Records from a dataset
+===+

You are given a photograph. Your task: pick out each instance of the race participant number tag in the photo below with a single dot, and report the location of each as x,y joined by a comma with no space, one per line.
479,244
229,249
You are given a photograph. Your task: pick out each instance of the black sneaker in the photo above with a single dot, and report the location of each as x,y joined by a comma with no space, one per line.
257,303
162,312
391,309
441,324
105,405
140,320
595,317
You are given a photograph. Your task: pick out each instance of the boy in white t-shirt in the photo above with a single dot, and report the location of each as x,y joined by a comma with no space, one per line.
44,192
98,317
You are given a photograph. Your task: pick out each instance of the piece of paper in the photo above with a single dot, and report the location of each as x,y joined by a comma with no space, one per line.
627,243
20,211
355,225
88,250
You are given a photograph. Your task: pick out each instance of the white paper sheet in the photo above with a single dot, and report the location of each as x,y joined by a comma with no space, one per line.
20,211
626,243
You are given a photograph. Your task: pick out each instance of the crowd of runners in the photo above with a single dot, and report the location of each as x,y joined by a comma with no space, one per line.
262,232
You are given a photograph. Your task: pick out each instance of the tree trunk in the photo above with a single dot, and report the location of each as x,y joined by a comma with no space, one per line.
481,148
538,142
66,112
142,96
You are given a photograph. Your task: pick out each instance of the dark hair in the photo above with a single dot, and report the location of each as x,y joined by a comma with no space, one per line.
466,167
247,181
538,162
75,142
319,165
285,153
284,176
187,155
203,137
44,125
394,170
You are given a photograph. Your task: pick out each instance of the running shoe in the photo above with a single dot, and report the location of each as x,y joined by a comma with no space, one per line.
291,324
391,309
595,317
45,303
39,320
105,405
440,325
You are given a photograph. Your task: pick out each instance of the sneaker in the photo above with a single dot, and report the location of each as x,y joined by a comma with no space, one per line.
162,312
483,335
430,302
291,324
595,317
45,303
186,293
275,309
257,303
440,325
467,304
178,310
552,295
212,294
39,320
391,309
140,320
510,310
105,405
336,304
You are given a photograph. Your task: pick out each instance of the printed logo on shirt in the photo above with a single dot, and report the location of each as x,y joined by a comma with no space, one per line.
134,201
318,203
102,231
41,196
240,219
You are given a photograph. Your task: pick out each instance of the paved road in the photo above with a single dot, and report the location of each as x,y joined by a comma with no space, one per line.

+===+

> _AIM OF THE TASK_
Would you restate the records word for word?

> _RESPONSE AREA_
You are given a photograph. Your task: pick out each instance of the race participant number tag in the photo below with a single dot, and report the location of each as x,y joined by a comma with no space, one per line.
479,244
229,249
You are given a photograph. Your task: pick out each instance of the black sneaker in the photo above with a single dot, and report the location of each as x,y joined by a comma with no space, one per line.
257,303
162,312
391,309
441,324
105,405
140,320
595,317
You are given a photograph. Your task: pick out each instance of the boy in white t-shirt in the photo above with a single dot, and report the location of each as x,y joined by a comma with no space, one per line.
44,192
98,317
You are given a photograph. Your task: pick out each instance of the piece of paper in the photo above with a single dot, and report the location of each as x,y joined by a comma with no space, one per line.
627,243
20,211
355,225
88,250
You are given a photograph. Your task: pick out each instance of the white paper sheet in the photo above with a single dot, and report the location of each as x,y joined by a comma with no space, one per line.
20,211
626,243
You are given a photograph. Your task: pick out each instance of the crowd of runners in the photo above with a single dot, and report the location of each as x,y joined by a comma with no space, one per line.
262,232
You are given a photograph. Your task: pick out each instance of the tree trunk in the photo above with a single dot, and report the location of each as x,y joined by a comma with no space, one per line.
481,148
538,142
66,112
142,96
You are given a photograph. Your task: pick out each instance of the dark hair in the photo above with a single dot, and report the location of each as x,y joined by a comma with no space, one per line.
466,167
247,181
538,162
75,142
319,165
285,153
284,176
187,155
203,137
44,125
394,170
You are given a photograph. Your task: pick out each instance of the running shoe in the photo above with a single dot, and report the location of each as x,y joined by a comma with no space, one per line.
291,324
391,309
595,317
45,303
39,320
105,405
440,325
You are given a photograph. Your task: pick out each instance of the sneaker in the photo above with a single dot, and report the location of each as x,y joined by a comma with no space, one per line.
162,312
483,335
430,302
291,324
595,317
45,303
186,293
275,309
257,303
440,325
467,304
178,310
552,295
212,294
39,320
391,309
140,320
510,310
105,405
336,304
You are given a photograph. Your task: pick out each instance of the printed logo on shirt in the photo above with a single dot, and report the location of each as x,y joined by a comma with no space, one per line.
134,201
318,203
102,231
41,196
240,219
You are given a photograph. Your task: pick out each instance of the paved road in the photo above with a single dot, and report the location of each as x,y joined by a comma with no space, one per line.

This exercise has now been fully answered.